━━━━━ ИСХОДНЫЙ ОТРЫВОК ━━━━━

Жаль, что из памяти ушли наши уроки, пройти их внутренним взором сейчас, когда я понимаю значительно больше, было бы наслаждением и праздником. Но здорово, что и тогда для меня это было так.
Вскоре я ощутила если не равное партнёрство в творческом процессе, то своебразный задор и соратнический пыл, который Учитель поощрял. 
Если на уроках я теряла силы от головной боли, он легко снимал приступ вкусной карамелькой, которые у него всегда имелись в запасе. Урок мог продолжаться и больше положенного времени, если выпадала такая возможность, и я всегда этому радовалась. Впервые за годы моего фортепианного учения-мучения, оно стало творчеством, и очень увлекло.
Как-то раз я «переиграла» левую руку, и её заковали в толстый гипс по предплечье, откуда свободно торчал только один средний палец, а нам с Германом Вениаминовичем надо было проиллюстировать ансамблевым исполненим какой-то бравурной пьесы его доклад на педагогическом совете. У меня была вторая партия – гармоническая основа пьесы. Отменить и перенести доклад было нельзя, и я со своей «кочергой», вся красная заранее, уселась за второй рояль, и пошкандыбала левой рукой с нелепо задранным локтем, одним пальцем по голым басам, без аккордов. Вся тяжесть сопровождения пала на правую руку, а в тексте для левой руки, мне надо было успевать отсекать глазами всё то, что я одним пальцем играть не могла, и делать это точно и вовремя.

━━━━━

• _ЗАДАНИЕ_
Выпишите из отрывка об уроках фортепиано фрагмент, начиная со слов "Жаль, что из" и до слов "это было так." включительно.

━━━━━ ИСХОДНЫЕ ДАННЫЕ ━━━━━

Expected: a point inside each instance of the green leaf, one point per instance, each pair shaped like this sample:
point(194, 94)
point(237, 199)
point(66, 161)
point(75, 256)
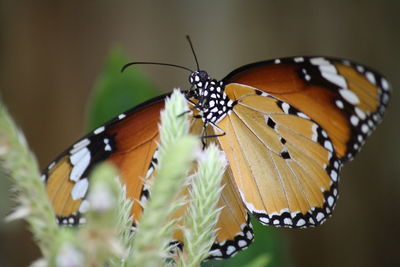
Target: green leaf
point(266, 250)
point(116, 92)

━━━━━

• _РЕШЕНИЕ_
Жаль, что из памяти ушли наши уроки, пройти их внутренним взором сейчас, когда я понимаю значительно больше, было бы наслаждением и праздником. Но здорово, что и тогда для меня это было так.